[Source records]
☆ ☆ ☆ ☆ ☆ ☆ ☆
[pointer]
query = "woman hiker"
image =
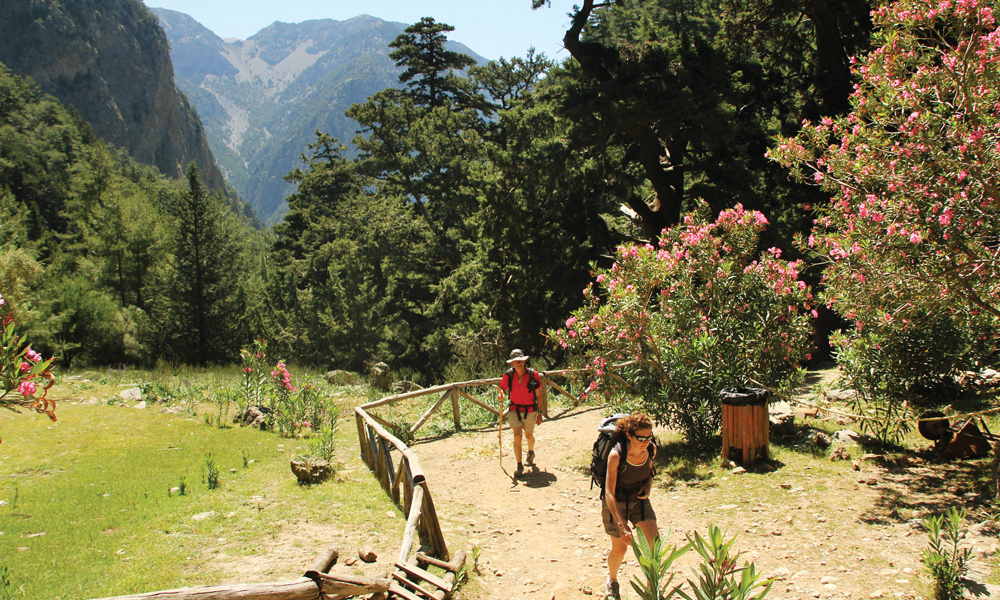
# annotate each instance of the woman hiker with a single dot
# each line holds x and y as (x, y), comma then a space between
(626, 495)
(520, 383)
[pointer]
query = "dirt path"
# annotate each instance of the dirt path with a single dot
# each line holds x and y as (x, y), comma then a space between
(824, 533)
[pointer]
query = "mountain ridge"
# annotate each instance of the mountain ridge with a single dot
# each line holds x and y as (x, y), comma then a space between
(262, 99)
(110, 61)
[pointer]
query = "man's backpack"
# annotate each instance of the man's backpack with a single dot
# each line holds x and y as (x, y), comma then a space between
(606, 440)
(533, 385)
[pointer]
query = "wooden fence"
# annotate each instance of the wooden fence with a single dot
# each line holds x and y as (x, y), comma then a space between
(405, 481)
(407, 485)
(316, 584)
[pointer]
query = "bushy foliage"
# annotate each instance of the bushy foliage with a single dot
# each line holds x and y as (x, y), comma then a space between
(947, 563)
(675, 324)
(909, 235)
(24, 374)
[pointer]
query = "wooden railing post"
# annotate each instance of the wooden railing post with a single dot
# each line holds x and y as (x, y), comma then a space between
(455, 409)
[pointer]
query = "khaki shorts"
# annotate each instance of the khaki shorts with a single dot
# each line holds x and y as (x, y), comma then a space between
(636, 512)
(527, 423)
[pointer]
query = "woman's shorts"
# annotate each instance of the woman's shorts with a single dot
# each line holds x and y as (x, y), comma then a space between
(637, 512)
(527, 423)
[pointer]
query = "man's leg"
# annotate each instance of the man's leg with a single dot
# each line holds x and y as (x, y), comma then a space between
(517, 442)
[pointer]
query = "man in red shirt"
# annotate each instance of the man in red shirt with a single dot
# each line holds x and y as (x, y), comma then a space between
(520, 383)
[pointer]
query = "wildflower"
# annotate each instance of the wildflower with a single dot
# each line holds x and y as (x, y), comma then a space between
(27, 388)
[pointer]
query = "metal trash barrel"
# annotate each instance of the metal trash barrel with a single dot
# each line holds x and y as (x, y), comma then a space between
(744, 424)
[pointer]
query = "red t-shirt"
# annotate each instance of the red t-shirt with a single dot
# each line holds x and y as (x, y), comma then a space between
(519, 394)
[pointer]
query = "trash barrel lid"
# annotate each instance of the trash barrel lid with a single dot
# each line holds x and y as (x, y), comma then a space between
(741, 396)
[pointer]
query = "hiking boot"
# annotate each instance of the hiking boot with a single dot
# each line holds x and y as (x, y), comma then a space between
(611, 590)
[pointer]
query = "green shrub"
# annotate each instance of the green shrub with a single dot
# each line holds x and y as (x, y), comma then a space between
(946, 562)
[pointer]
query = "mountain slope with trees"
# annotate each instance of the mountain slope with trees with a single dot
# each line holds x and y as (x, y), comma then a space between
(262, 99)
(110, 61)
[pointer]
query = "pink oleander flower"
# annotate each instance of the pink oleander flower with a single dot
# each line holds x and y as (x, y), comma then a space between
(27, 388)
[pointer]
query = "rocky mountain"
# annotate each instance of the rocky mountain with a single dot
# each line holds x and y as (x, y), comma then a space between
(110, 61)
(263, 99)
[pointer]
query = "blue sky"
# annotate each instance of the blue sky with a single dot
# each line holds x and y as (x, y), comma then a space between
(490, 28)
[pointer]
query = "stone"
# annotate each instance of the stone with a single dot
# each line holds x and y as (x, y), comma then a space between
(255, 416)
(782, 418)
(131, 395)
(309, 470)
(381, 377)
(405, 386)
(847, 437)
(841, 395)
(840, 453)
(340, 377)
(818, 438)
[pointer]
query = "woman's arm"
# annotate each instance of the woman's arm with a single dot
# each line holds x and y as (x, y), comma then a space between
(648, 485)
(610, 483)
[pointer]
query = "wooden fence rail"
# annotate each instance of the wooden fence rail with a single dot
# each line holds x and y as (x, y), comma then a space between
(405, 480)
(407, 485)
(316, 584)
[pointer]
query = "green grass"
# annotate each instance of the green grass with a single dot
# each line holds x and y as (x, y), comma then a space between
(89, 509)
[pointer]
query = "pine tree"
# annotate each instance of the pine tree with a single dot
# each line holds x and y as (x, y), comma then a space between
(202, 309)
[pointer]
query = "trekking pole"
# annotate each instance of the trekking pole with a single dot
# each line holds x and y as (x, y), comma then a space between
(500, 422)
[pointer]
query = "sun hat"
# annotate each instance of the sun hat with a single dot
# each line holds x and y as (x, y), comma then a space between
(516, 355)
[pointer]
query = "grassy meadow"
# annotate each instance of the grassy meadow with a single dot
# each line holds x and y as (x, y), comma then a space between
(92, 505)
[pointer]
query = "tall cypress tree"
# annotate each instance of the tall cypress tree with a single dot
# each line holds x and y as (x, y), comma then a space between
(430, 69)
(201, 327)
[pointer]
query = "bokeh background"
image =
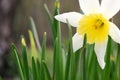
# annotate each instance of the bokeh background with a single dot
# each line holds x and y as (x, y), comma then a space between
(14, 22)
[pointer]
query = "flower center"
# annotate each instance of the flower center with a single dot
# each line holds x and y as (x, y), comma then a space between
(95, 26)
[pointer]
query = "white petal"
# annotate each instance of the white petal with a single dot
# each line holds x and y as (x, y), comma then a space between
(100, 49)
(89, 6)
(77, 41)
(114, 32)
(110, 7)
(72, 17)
☆ ☆ ☆ ☆ ☆ ☆ ☆
* Short exercise:
Transcribe the full listing character for character. Pictures are excluded.

* Complete answer:
[pointer]
query = "woman hiker"
image =
# annotate each instance of the woman hiker with a single dot
# each line holds x and y as (x, y), comma then a space between
(626, 495)
(520, 383)
[pointer]
query = "dirt path"
# annotate each instance of the dirt path with a single dot
# each line holds x and y as (x, y), comma then a space between
(824, 533)
[pointer]
query = "mountain ridge"
# annotate each instance of the mountain ridge with a single dot
# each line holds x and y as (x, y), comma then a space between
(262, 99)
(110, 61)
[pointer]
query = "man's backpack"
# annotate each instance of the man's backpack with a single dot
# each line holds x and y as (x, y), comma then a space between
(606, 440)
(533, 385)
[pointer]
query = "wooden fence"
# annotate each instance of the wooden fence with a single dot
# each line holds x and y as (x, y), comma then a space between
(405, 481)
(407, 485)
(316, 584)
[pointer]
query = "bushy foliage"
# annotate each instance of the bushy foliage with a single dot
# each line holds x and y as (x, y), comma then a space between
(947, 563)
(675, 324)
(909, 235)
(24, 374)
[pointer]
query = "wooden railing post"
# annotate each instance of the wooden railing post with a single dot
# each line holds x and y as (x, y), comma then a space between
(455, 409)
[pointer]
query = "khaki shorts"
# annotate each instance of the khaki shorts with a single dot
# each line holds x and y as (x, y), comma then a space between
(636, 512)
(527, 423)
[pointer]
query = "woman's shorts"
# annotate each instance of the woman's shorts with a single dot
# each line holds x and y as (x, y), comma then a space between
(637, 512)
(527, 423)
[pointer]
query = "man's leg"
# annotate each instance of the man's leg with a single dot
# each line holds x and y as (x, y), comma then a space between
(517, 442)
[pointer]
query = "man in red shirt"
# annotate each instance of the man in red shirt with a single dot
# each line holds x and y as (x, y), comma then a space between
(520, 383)
[pointer]
query = "wildflower"
# annotate each instance of the wildflower with a single dot
# each line holds x and y as (x, y), comma then a space between
(27, 388)
[pointer]
query = "metal trash barrel"
# annotate each instance of the metal trash barrel with a single dot
# each line holds x and y as (x, y), comma then a space between
(744, 424)
[pointer]
query = "red t-shirt"
# annotate each instance of the red t-shirt with a single dot
# each line holds x and y as (x, y), comma then a space between
(519, 394)
[pointer]
query = "trash barrel lid"
# annotate each instance of the trash barrel lid with a single dot
# each line holds x and y as (x, y), comma then a space between
(741, 396)
[pointer]
query = "hiking boot"
# annotate each instance of the hiking boot with a single dot
# each line holds x and y as (x, y), comma then a space between
(611, 590)
[pointer]
query = "green shrub"
# annotate each instance of the green shrub with a single dot
# each line holds x and y as (x, y), comma then a space between
(946, 562)
[pointer]
query = "mountain slope with trees"
# annotate each instance of the mountain slope with trees with a single dot
# each line holds x and y as (x, y), comma then a space between
(262, 99)
(110, 61)
[pointer]
query = "pink oleander flower"
# annotate each instance of the pink oleander flower with a single dot
# each line holds x and y as (x, y), comma then a space between
(27, 388)
[pointer]
query = "rocky mountain"
# annotate each instance of the rocky mountain with a single dot
# each line holds x and y as (x, y), comma then a space between
(110, 61)
(263, 99)
[pointer]
query = "blue sky"
# annotate each instance of the blue sky with a single dot
# each line holds x and y as (x, y), comma then a space between
(490, 28)
[pointer]
query = "stone"
# annotate each instance of the stone with a single dot
# each line holds x and y as (x, y), comma then a space between
(255, 416)
(782, 418)
(131, 395)
(309, 470)
(381, 377)
(405, 386)
(847, 437)
(841, 395)
(840, 453)
(340, 377)
(818, 438)
[pointer]
query = "woman's arm"
# annotate each instance of the woman's arm with a single dot
# each line holds x and y as (x, y), comma then a space between
(648, 485)
(610, 483)
[pointer]
query = "wooden fence rail"
# annotate each instance of the wooden fence rail with a single dot
# each line holds x and y as (x, y), comma then a space between
(405, 480)
(407, 485)
(316, 584)
[pointer]
query = "green grass"
# annotate each instance of the green grass with a single dot
# each line holds x and y as (x, y), comma then a space between
(89, 509)
[pointer]
query = "pine tree"
# annotate each instance of the pine tree with a single dot
# each line holds x and y as (x, y), comma then a space between
(202, 309)
[pointer]
query = "trekking pole"
# annotate each instance of the trekking pole with a single dot
# each line holds x and y as (x, y), comma then a space between
(500, 422)
[pointer]
query = "sun hat"
# annotate each instance of the sun hat with a single dot
# each line holds x and y as (x, y), comma then a space between
(516, 355)
[pointer]
query = "grassy meadow"
# annotate each instance of the grassy meadow with a single dot
# each line holds x and y as (x, y), comma then a space between
(92, 505)
[pointer]
query = "tall cypress tree"
# annotate each instance of the tall cypress tree with a single dot
# each line holds x and y as (x, y), comma then a space between
(430, 69)
(201, 327)
[pointer]
query = "bokeh background"
image =
# annotate each instance of the bokeh background with a single dot
# each line holds x and y as (x, y), comma then a space between
(14, 22)
[pointer]
query = "flower center"
# annotate each instance of the flower center with a single dot
# each line holds x and y as (x, y), comma then a space between
(95, 26)
[pointer]
query = "white petal"
# annotate each instance of the white petal with a single dot
# each line holds x and y as (x, y), comma then a space between
(100, 49)
(89, 6)
(77, 41)
(114, 32)
(110, 7)
(72, 17)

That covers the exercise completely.